* Exercise brief: Work through the records below and copy every line that includes "person".

[Dataset entries]
□ □ □

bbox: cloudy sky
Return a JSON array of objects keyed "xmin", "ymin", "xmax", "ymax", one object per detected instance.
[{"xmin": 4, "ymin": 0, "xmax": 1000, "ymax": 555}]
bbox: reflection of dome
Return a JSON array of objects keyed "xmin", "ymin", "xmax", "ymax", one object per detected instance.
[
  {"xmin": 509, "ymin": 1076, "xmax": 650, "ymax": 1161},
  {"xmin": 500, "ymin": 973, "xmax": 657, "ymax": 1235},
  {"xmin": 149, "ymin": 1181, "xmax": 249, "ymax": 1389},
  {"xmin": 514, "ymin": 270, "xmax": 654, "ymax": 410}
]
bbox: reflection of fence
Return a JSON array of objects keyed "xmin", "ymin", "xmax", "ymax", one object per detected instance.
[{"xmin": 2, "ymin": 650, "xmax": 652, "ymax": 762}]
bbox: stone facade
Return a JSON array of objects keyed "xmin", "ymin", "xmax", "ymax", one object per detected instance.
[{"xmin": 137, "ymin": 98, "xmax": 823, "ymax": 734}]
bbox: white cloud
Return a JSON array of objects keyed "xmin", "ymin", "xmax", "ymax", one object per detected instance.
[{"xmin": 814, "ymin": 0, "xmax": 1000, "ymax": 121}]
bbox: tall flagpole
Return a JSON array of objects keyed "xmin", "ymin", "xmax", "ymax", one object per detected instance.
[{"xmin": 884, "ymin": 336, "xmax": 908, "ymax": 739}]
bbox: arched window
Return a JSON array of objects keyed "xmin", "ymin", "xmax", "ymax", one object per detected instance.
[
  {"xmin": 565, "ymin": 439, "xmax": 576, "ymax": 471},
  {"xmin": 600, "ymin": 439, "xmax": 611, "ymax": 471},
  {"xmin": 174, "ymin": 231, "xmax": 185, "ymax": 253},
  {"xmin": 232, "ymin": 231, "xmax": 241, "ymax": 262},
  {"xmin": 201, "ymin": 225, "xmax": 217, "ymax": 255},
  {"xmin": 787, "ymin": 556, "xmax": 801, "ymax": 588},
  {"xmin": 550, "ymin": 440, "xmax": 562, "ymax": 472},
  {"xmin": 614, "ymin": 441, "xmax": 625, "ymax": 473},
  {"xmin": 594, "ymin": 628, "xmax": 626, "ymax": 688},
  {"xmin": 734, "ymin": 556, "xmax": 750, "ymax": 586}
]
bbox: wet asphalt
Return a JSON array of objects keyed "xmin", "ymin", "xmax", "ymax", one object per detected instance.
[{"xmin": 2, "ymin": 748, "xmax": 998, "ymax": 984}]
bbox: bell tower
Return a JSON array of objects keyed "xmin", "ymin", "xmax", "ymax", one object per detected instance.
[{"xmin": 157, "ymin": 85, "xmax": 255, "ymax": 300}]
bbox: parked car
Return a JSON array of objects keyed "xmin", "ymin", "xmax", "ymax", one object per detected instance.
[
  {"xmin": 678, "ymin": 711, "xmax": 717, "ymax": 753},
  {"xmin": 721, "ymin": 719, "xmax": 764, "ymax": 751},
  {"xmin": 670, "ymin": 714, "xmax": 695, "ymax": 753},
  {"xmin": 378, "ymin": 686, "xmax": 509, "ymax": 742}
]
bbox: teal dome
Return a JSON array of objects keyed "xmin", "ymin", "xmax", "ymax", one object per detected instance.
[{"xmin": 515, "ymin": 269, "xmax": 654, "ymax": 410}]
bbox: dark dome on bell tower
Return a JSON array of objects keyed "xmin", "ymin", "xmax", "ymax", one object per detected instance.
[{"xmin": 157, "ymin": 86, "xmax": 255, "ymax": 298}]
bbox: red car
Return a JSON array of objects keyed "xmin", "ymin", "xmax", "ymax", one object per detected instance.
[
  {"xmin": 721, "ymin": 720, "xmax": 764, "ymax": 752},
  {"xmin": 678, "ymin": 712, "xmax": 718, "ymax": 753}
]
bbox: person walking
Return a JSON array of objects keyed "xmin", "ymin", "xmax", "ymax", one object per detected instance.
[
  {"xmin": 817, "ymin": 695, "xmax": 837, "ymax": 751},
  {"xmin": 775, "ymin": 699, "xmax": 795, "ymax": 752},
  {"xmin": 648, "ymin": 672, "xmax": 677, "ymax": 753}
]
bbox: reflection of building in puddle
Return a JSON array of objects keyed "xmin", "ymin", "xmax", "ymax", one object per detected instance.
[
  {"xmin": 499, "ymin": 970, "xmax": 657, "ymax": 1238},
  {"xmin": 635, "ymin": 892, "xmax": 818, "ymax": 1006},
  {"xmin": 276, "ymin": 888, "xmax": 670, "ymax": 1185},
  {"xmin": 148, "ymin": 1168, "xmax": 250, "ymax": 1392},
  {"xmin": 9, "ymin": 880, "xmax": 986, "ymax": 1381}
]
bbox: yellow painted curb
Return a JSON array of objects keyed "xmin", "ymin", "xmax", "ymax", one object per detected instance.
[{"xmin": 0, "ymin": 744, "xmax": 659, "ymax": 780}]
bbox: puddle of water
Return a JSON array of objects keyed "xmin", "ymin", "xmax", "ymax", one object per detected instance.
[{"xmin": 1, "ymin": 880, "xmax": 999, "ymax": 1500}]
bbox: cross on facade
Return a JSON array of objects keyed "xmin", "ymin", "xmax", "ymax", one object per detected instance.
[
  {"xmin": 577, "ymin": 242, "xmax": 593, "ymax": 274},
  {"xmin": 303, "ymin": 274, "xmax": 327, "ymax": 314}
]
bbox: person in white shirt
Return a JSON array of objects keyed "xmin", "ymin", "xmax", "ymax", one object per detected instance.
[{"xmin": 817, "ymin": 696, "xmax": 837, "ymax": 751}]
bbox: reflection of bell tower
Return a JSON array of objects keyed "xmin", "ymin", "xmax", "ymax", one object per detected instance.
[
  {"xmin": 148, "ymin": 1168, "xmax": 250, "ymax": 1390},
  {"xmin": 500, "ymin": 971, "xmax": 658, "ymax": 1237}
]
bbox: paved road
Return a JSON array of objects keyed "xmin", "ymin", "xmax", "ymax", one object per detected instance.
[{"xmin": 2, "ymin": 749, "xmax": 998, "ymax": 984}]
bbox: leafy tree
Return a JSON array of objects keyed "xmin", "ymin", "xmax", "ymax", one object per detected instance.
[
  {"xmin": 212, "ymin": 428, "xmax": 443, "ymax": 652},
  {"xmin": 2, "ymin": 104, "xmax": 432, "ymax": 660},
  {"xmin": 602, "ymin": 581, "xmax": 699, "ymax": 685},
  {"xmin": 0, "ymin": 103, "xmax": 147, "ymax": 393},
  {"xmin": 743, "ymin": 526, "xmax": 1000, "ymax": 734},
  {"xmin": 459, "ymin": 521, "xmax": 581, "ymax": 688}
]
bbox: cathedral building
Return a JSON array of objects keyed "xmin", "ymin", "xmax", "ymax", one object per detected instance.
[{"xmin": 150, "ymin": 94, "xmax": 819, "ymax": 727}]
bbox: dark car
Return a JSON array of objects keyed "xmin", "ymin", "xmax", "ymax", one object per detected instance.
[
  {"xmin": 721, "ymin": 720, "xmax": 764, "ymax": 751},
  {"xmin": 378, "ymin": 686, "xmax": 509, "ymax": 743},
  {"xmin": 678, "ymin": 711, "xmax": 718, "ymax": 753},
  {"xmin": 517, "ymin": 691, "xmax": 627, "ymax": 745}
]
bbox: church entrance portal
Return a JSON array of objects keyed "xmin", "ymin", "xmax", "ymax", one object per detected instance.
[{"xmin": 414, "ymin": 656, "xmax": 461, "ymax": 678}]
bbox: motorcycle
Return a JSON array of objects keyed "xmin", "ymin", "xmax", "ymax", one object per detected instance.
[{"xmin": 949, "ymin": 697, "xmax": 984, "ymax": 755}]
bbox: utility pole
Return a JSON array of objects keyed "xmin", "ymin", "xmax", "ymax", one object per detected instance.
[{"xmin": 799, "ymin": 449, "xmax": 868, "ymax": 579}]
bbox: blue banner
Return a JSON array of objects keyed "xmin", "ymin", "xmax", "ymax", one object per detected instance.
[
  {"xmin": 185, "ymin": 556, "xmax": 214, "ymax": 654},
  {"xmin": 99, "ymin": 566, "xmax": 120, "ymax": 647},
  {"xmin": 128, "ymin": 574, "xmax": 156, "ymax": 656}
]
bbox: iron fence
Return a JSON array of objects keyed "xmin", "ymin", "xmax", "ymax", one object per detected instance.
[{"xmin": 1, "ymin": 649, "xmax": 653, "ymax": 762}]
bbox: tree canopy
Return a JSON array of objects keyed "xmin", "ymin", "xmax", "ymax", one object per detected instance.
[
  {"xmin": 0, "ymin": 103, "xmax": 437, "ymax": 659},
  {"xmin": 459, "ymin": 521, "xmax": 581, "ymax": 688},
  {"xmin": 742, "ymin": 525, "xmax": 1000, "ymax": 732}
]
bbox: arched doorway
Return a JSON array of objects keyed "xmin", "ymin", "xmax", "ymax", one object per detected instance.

□ □ □

* Solution:
bbox: person walking
bbox: person in white shirt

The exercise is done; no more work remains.